• [Task description]: Retype everything from the line containing "Prompts in an" down to the line containing "box: [178, 241, 387, 287]", both included, and give only those lines.

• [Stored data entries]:

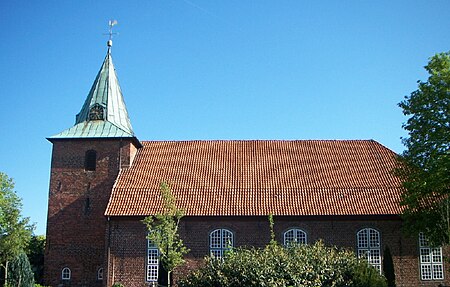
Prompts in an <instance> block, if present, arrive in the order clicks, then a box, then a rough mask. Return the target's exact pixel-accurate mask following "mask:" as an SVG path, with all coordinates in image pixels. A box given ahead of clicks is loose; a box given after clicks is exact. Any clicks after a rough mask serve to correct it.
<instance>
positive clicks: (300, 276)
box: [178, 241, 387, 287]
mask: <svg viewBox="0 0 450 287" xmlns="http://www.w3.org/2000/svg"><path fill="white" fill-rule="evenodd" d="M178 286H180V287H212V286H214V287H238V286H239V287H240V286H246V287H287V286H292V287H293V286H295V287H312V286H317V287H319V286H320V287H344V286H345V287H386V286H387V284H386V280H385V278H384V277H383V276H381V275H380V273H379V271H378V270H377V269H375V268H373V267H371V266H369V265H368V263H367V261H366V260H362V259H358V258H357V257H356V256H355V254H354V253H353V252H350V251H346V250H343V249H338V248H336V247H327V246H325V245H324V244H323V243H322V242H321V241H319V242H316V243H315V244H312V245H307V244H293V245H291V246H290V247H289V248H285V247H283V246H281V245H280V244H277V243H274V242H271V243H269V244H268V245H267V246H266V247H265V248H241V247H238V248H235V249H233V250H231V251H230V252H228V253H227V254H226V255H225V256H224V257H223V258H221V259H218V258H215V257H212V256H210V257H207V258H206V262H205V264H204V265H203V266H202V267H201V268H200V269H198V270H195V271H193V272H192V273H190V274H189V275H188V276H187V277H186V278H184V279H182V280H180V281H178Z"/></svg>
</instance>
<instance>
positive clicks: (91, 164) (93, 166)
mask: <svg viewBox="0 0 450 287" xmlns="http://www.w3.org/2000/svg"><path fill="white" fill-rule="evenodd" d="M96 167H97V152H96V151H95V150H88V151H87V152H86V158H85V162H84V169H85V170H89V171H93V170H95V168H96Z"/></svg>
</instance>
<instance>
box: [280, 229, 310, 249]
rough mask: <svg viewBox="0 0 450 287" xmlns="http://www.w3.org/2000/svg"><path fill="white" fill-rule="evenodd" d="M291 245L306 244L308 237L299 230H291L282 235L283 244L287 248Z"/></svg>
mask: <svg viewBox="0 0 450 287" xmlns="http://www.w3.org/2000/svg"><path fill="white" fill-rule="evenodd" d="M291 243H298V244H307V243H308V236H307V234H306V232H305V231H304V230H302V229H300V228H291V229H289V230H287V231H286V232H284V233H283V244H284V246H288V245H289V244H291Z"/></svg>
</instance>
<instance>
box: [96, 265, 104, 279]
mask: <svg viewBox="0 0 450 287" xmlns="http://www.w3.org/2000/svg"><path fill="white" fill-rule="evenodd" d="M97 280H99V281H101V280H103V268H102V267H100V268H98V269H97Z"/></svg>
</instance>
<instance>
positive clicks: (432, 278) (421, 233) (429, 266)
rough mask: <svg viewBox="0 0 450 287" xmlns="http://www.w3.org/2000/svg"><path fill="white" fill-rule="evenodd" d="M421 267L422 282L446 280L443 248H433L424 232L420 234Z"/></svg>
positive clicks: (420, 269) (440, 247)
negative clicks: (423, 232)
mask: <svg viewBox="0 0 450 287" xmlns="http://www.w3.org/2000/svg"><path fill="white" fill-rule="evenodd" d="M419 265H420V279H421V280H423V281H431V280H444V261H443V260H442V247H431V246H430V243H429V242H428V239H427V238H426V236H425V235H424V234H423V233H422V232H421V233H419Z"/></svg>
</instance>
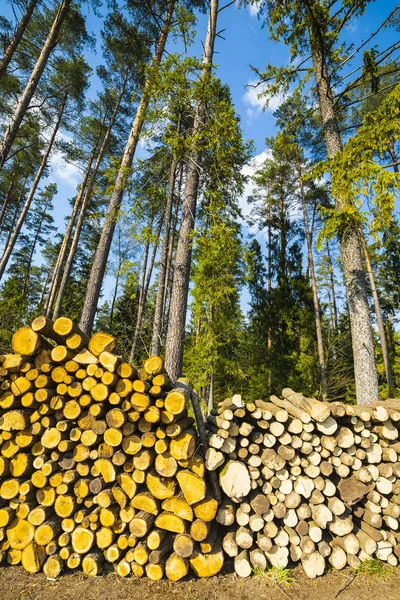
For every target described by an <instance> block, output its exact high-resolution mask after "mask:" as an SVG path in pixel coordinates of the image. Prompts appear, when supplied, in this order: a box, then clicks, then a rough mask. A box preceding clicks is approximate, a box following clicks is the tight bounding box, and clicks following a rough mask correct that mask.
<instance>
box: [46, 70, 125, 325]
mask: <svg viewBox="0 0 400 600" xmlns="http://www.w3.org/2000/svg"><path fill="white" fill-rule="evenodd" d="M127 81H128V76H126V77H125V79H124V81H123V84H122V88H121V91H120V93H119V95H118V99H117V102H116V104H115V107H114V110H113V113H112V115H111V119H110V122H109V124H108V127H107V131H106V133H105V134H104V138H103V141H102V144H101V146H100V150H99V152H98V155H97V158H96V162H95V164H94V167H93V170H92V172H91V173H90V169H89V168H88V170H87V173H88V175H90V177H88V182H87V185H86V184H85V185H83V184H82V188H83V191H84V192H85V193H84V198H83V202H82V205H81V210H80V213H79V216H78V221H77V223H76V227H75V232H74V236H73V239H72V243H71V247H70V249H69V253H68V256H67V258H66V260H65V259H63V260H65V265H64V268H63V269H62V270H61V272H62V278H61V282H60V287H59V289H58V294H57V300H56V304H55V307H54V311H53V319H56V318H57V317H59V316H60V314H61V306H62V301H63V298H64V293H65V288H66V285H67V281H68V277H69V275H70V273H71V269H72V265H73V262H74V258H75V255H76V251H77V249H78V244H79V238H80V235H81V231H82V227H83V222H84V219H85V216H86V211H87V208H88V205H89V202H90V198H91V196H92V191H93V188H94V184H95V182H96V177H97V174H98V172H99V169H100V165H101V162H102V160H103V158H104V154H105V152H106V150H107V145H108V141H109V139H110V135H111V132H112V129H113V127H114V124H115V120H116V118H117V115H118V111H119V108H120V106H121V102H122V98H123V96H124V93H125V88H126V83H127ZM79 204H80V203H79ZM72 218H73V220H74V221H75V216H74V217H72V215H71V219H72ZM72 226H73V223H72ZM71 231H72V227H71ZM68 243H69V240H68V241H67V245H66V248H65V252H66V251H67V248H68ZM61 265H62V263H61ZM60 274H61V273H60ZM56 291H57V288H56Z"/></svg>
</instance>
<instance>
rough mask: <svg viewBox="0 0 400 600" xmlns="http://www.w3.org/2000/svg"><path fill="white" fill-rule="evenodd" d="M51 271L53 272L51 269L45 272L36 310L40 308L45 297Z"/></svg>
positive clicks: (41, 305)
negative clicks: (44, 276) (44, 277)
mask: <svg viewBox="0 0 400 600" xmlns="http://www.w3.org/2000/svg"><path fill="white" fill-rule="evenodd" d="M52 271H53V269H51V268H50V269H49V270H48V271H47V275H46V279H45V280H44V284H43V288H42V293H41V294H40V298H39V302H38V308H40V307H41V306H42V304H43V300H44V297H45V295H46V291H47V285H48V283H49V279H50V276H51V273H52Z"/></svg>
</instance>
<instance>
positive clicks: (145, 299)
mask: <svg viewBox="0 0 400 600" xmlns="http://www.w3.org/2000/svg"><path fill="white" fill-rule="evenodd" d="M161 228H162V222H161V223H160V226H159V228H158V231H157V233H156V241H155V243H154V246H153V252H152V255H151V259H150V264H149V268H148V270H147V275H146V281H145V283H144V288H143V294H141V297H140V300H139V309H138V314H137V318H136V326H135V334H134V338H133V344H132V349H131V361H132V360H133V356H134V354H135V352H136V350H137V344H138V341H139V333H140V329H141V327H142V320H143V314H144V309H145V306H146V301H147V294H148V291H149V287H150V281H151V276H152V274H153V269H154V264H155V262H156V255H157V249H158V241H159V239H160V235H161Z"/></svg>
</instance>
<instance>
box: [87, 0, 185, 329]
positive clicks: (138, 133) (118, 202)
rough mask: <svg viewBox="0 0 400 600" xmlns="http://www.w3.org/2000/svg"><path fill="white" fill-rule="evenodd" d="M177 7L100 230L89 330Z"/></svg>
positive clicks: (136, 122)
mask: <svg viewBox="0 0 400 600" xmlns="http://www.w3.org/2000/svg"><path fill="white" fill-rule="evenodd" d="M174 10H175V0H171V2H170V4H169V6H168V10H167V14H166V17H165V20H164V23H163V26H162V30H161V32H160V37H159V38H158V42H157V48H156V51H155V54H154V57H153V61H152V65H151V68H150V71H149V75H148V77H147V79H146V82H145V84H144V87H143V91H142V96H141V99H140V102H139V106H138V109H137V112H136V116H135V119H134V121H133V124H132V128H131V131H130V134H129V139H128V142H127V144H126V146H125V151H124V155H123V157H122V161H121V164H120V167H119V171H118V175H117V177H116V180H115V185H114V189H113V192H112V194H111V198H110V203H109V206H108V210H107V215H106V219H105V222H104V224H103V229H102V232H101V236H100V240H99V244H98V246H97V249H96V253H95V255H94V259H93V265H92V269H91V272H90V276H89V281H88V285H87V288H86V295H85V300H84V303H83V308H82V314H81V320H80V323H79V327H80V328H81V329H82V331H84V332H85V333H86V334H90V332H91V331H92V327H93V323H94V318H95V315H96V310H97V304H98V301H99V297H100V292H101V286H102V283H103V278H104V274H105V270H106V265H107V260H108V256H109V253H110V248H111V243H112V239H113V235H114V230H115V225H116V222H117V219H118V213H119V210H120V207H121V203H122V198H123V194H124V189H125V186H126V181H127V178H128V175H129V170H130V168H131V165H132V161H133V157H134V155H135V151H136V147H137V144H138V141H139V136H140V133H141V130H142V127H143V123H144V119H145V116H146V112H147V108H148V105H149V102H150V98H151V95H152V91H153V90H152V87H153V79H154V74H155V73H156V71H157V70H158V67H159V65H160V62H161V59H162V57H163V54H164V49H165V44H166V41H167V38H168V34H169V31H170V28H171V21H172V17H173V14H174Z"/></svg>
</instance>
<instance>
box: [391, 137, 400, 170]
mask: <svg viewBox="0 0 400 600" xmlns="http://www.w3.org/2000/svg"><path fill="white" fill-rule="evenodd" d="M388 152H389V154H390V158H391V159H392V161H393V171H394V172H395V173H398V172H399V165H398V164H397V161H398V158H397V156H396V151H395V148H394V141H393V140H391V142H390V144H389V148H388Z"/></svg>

---

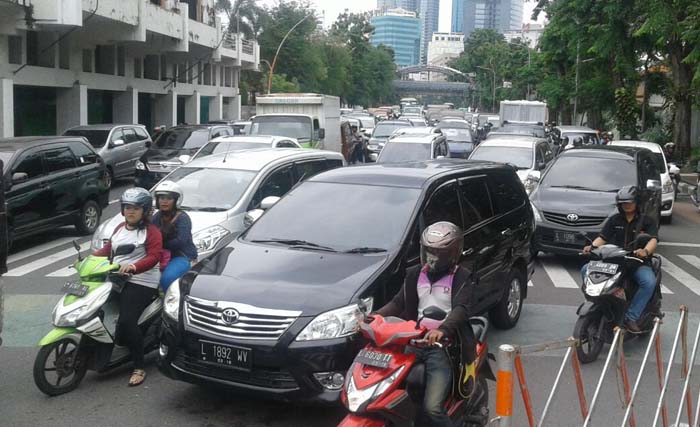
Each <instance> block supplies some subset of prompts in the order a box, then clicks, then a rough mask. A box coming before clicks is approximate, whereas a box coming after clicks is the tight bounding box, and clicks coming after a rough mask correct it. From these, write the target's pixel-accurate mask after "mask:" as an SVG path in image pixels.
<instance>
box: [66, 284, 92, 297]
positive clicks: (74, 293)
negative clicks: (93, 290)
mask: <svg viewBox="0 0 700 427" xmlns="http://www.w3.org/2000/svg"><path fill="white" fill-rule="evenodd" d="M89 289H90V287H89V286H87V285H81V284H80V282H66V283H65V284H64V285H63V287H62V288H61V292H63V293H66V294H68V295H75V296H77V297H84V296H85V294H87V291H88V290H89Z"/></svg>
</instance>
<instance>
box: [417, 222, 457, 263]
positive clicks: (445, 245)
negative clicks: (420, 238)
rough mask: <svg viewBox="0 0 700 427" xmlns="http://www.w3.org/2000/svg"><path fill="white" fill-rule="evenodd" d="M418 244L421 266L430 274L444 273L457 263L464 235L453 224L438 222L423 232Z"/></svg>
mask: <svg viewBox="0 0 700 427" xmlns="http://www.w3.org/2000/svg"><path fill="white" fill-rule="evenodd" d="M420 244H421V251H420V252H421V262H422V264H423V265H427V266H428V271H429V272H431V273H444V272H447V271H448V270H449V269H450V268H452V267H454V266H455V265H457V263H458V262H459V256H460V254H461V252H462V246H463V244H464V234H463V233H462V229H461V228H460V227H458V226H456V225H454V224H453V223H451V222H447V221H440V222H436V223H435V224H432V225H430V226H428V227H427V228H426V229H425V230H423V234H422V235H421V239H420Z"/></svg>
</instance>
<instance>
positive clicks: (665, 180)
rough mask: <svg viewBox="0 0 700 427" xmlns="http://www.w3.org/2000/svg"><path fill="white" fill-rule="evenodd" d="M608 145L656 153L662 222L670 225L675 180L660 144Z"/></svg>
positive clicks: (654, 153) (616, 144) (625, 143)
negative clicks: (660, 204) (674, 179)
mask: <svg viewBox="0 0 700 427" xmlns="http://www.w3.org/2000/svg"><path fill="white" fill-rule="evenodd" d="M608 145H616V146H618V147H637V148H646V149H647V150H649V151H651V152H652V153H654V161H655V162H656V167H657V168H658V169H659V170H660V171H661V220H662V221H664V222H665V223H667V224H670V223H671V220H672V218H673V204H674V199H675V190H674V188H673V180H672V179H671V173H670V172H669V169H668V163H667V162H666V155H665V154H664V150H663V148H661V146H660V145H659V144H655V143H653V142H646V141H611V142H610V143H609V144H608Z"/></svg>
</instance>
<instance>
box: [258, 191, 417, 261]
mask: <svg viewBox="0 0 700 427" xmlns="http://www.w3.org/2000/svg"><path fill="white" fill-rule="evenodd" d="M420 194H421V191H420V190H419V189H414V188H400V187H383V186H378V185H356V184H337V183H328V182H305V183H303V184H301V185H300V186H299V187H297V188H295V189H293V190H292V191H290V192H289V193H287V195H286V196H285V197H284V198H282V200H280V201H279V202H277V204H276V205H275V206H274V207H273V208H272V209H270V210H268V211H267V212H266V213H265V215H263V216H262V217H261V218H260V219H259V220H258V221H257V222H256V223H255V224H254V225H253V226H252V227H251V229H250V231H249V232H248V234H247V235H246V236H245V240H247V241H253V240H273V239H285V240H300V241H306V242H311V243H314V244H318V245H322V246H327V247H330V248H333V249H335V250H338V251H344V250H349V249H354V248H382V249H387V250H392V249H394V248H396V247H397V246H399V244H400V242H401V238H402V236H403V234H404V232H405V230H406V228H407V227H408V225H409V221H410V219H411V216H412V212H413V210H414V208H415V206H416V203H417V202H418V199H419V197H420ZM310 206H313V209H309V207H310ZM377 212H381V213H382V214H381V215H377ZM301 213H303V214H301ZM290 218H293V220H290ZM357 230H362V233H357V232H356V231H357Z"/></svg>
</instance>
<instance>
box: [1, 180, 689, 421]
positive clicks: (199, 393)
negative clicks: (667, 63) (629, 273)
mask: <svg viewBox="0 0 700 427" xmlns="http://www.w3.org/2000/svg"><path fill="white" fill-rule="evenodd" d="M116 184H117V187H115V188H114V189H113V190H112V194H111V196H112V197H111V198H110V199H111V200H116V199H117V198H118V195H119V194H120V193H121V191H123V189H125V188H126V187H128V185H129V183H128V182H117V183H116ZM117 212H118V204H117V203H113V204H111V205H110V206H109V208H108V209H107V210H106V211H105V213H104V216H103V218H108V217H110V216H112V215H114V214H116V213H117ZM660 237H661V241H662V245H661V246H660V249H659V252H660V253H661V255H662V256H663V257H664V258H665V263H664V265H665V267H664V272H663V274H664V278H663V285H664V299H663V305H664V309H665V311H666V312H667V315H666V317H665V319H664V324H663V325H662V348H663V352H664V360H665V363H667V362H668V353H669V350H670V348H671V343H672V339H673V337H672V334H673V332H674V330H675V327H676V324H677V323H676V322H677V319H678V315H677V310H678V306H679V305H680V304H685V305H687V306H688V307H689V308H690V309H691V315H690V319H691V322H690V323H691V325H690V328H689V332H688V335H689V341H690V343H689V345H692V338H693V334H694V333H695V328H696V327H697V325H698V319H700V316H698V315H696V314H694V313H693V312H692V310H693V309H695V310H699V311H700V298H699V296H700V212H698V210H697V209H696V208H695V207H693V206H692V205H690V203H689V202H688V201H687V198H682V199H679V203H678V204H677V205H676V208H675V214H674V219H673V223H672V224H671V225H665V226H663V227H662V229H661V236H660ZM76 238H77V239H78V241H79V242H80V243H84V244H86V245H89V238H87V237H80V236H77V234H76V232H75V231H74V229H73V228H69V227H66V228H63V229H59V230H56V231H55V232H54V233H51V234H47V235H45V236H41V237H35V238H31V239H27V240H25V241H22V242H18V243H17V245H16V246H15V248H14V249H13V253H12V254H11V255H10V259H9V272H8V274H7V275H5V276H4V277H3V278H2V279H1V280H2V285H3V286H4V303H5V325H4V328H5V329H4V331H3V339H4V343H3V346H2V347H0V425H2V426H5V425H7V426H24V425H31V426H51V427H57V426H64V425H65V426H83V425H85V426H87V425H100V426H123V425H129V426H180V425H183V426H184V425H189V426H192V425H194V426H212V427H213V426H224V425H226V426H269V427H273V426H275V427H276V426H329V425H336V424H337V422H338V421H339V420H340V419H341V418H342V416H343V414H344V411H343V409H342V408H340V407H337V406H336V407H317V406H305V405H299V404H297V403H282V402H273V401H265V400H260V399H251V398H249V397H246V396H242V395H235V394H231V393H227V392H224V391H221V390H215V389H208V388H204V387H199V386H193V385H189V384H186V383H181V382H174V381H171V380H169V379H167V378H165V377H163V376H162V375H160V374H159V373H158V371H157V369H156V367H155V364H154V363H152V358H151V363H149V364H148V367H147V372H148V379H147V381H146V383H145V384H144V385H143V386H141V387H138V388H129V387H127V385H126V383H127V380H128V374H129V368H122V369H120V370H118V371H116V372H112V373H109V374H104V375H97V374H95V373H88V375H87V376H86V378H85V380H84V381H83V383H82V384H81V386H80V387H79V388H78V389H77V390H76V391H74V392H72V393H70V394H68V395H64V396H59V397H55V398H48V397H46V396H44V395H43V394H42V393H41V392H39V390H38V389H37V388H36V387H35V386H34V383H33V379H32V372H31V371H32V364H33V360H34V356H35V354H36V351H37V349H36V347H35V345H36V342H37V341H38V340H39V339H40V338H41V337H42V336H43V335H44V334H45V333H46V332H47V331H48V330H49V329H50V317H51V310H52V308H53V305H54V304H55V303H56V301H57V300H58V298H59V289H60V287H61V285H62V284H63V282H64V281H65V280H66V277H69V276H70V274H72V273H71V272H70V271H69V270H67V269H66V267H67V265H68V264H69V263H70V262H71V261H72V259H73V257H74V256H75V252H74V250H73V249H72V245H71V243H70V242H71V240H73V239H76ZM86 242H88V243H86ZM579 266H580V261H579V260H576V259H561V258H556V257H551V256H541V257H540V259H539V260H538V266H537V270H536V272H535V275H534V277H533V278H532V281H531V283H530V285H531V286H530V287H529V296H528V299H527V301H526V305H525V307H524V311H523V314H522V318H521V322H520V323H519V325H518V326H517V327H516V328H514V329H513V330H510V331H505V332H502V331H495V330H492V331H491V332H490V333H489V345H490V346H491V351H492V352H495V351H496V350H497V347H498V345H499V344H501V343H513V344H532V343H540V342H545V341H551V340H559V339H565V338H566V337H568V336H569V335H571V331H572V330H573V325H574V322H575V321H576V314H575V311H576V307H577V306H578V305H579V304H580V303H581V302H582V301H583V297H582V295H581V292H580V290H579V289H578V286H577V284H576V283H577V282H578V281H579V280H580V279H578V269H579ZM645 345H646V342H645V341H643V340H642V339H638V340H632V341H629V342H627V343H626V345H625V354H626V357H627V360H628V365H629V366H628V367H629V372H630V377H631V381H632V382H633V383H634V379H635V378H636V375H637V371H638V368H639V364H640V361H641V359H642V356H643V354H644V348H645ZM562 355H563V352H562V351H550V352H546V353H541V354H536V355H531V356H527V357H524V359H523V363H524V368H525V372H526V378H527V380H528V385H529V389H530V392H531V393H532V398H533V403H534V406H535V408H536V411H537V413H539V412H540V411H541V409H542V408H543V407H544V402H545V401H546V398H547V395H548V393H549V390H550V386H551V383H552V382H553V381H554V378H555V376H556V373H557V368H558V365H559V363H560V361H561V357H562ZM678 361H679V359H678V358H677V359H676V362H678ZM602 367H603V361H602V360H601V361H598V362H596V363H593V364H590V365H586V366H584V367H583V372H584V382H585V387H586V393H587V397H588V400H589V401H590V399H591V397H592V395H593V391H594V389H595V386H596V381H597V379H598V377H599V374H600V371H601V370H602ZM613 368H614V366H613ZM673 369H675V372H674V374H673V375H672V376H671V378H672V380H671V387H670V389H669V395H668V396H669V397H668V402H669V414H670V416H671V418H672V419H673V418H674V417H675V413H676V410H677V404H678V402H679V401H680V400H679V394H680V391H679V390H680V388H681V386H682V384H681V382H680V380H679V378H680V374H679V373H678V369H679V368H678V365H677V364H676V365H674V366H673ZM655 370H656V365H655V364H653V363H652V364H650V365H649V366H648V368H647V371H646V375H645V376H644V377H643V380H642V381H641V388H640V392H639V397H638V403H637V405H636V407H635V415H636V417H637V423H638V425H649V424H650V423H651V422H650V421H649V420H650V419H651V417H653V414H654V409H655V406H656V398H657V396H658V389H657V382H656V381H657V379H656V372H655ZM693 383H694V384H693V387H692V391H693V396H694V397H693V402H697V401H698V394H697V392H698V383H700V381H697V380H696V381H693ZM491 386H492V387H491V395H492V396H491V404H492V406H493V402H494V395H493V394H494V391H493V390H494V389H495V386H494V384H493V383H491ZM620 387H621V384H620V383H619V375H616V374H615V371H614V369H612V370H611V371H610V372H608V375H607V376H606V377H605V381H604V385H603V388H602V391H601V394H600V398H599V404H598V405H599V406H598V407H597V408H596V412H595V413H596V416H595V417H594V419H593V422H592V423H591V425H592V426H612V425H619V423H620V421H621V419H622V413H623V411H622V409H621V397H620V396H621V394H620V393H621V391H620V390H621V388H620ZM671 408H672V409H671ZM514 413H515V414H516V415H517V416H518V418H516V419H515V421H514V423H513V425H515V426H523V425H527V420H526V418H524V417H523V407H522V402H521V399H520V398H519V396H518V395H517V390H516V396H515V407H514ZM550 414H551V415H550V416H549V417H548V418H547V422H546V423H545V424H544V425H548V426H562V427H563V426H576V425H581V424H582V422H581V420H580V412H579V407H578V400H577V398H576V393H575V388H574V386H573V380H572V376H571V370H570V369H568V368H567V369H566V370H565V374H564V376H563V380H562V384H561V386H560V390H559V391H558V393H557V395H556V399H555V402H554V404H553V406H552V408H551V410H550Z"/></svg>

* * *

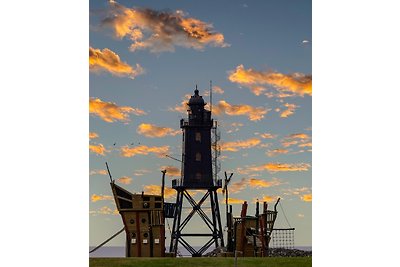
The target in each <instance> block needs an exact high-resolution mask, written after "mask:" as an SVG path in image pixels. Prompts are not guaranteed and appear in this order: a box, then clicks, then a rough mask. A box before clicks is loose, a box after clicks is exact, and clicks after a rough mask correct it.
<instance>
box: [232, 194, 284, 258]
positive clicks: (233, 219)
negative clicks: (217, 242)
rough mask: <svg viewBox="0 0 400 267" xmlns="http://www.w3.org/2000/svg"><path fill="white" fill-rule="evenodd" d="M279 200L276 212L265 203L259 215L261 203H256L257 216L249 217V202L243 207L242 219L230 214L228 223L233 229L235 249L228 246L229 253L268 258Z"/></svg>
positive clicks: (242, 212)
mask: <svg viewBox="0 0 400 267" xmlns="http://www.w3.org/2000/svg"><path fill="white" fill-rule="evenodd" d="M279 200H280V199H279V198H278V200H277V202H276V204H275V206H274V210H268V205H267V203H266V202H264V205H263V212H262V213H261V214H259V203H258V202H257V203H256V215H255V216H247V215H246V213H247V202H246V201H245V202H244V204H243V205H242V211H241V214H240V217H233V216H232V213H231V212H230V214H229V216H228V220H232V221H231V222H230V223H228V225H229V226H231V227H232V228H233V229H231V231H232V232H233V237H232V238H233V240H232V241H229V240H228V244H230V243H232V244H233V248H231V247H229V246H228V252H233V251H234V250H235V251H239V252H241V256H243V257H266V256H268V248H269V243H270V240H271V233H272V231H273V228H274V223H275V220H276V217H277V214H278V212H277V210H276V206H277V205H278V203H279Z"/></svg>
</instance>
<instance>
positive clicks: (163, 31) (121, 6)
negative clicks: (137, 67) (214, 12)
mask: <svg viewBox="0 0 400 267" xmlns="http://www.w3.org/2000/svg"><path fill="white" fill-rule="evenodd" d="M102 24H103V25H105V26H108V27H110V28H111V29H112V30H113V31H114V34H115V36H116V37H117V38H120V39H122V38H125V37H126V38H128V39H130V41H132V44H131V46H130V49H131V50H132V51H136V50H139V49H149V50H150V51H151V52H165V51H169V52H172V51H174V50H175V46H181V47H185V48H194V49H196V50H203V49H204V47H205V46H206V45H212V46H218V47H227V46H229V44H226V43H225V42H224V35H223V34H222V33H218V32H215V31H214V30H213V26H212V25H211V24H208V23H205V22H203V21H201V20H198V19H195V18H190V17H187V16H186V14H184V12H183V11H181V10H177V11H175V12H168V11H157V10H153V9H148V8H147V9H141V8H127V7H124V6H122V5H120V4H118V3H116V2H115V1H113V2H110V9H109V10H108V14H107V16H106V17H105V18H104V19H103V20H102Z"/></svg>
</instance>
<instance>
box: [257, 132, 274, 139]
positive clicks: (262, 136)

• [Result of the task]:
Prompts in an <instance> block, if present, arrive in the order clicks, then a box, then a rough mask. Return the target's exact pixel-accurate mask following "mask:" as an SVG path, with all coordinates in image pixels. A box given ahead of clicks is loose; a box given after clicks is exact. Any clicks after a rough mask serve to correct it.
<instance>
positive clicks: (300, 276)
box: [178, 241, 387, 287]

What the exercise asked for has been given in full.